> **Task to complete**: Show each line of the rows below that contains the string "containing". Matching is case-sensitive.

> **Exercise inputs**:
-------
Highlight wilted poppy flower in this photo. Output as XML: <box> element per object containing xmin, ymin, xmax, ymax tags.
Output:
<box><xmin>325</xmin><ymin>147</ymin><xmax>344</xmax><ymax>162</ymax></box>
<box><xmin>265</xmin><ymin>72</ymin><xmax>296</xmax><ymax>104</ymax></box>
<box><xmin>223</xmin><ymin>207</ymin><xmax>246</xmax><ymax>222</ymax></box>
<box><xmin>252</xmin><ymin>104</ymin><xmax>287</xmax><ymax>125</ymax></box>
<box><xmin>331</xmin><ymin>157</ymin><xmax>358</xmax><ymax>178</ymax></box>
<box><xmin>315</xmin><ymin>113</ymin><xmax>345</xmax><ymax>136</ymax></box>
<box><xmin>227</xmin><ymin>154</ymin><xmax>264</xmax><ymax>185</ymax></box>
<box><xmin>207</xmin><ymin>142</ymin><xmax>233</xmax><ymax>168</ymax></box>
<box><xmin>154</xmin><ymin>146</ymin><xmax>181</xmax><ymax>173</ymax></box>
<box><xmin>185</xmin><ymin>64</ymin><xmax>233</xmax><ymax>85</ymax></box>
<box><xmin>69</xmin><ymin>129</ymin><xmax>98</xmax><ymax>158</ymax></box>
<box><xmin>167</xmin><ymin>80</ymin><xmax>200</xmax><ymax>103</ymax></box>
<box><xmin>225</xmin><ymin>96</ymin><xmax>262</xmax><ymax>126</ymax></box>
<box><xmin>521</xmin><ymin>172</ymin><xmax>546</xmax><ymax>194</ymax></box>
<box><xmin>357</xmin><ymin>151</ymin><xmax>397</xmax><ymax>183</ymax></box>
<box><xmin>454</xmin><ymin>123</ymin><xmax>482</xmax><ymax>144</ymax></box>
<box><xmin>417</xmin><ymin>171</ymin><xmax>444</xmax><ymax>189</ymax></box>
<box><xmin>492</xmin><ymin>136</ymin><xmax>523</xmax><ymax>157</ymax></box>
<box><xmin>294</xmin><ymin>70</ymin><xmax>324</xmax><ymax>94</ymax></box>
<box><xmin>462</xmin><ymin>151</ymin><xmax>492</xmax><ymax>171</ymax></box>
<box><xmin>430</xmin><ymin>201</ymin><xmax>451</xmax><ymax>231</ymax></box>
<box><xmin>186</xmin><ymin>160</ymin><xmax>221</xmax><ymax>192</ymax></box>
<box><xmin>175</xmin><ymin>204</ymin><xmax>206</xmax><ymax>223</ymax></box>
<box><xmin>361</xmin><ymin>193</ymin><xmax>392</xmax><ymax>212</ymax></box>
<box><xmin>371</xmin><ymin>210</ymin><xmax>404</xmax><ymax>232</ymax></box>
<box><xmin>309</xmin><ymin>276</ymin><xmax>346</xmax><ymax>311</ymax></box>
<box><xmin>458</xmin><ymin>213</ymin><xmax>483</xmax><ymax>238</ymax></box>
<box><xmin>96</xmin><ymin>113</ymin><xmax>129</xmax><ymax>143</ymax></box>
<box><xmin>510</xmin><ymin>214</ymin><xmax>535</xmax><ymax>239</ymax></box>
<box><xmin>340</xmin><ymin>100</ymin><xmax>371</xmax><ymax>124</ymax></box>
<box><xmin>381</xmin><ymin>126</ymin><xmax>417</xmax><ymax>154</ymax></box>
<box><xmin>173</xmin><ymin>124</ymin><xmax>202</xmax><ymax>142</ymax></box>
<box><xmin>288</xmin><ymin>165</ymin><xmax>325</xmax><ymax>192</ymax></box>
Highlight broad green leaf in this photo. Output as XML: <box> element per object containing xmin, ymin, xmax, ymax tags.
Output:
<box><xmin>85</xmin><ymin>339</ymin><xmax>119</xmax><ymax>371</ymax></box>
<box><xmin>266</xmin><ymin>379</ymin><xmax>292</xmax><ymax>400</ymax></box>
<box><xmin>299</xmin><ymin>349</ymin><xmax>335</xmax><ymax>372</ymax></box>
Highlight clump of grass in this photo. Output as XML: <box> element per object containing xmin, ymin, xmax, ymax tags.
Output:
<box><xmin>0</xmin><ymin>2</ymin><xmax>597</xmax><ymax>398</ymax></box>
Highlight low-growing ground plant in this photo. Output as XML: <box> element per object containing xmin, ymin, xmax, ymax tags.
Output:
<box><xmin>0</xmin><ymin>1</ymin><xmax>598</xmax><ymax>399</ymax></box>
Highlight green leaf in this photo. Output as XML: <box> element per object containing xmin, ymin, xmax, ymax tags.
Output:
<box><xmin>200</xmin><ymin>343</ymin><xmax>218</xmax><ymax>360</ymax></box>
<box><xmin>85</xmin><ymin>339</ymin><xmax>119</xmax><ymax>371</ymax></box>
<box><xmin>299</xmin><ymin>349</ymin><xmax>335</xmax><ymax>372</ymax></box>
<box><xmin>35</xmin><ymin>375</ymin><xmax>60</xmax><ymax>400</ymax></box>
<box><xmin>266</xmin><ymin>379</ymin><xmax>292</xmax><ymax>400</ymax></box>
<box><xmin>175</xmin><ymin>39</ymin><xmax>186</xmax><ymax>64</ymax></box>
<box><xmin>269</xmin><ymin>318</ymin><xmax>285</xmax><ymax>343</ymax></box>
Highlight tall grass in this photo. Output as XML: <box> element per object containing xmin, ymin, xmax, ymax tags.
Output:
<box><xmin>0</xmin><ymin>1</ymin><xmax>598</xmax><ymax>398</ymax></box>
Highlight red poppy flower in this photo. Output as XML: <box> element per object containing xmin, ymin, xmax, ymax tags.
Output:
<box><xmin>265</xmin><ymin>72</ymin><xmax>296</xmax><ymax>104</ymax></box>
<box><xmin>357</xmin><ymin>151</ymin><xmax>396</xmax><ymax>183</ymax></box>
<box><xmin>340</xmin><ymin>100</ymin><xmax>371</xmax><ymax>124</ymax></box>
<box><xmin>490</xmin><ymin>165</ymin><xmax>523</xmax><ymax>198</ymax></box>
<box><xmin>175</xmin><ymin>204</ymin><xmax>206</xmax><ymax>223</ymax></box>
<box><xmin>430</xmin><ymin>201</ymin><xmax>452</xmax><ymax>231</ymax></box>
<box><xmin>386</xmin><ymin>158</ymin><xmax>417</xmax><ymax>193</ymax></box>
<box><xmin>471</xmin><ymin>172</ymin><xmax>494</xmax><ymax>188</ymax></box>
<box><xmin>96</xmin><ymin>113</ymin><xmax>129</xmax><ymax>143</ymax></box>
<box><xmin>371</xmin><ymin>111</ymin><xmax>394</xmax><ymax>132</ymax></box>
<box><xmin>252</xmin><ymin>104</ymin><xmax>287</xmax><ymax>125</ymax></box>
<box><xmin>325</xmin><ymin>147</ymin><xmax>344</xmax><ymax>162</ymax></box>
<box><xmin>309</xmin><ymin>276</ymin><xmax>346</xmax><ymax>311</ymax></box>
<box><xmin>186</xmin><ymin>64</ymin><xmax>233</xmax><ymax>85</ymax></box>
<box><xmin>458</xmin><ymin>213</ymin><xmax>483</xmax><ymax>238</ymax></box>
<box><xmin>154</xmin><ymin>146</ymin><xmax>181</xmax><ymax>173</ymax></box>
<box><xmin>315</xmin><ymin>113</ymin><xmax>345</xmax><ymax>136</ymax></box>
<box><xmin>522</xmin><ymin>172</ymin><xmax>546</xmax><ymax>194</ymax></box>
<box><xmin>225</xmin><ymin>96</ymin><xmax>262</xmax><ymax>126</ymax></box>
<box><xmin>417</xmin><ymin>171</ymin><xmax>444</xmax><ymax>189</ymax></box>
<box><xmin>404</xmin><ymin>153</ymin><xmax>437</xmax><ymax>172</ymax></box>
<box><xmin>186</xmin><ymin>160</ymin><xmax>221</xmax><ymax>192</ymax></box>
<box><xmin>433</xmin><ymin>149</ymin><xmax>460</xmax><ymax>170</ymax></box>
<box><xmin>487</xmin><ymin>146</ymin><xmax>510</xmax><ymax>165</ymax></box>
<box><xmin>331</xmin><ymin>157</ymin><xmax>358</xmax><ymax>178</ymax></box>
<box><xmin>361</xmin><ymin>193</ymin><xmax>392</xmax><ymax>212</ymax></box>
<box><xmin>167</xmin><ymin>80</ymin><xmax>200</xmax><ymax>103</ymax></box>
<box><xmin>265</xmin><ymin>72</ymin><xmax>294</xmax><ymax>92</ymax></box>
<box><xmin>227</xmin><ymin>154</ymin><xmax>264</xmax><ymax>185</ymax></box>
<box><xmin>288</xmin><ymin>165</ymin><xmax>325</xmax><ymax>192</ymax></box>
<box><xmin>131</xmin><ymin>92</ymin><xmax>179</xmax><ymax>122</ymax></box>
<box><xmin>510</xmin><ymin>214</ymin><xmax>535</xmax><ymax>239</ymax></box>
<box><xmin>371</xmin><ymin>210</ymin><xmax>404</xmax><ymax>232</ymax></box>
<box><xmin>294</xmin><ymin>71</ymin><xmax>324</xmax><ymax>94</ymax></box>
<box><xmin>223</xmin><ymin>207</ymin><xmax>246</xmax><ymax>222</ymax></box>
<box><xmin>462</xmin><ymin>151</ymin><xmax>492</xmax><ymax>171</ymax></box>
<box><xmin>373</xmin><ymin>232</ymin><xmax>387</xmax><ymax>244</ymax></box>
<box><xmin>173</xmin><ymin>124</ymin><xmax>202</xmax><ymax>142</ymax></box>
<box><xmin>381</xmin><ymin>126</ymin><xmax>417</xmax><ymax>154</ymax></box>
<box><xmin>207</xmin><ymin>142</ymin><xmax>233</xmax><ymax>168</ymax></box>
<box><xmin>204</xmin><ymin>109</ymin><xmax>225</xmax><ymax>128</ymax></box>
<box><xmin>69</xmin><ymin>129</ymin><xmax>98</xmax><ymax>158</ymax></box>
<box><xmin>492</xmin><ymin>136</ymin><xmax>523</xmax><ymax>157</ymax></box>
-------
> **Task solution**:
Highlight wilted poppy flower in this photo. Output as XML: <box> element per object containing xmin, ymin, xmax, ymax tags.
Highlight broad green leaf in this photo. Output as XML: <box> element per object containing xmin, ymin, xmax, ymax tags.
Highlight clump of grass in this photo. Output as XML: <box> element per object containing xmin, ymin, xmax, ymax tags.
Highlight low-growing ground plant in this photo. Output as XML: <box> element per object containing xmin, ymin, xmax, ymax tags.
Highlight green leaf in this photo. Output as XML: <box> element per object containing xmin, ymin, xmax, ymax tags.
Highlight tall grass in this photo. Output as XML: <box> element per object containing xmin, ymin, xmax, ymax tags.
Highlight red poppy flower in this photo. Output as XML: <box> element per object containing xmin, ymin, xmax, ymax tags.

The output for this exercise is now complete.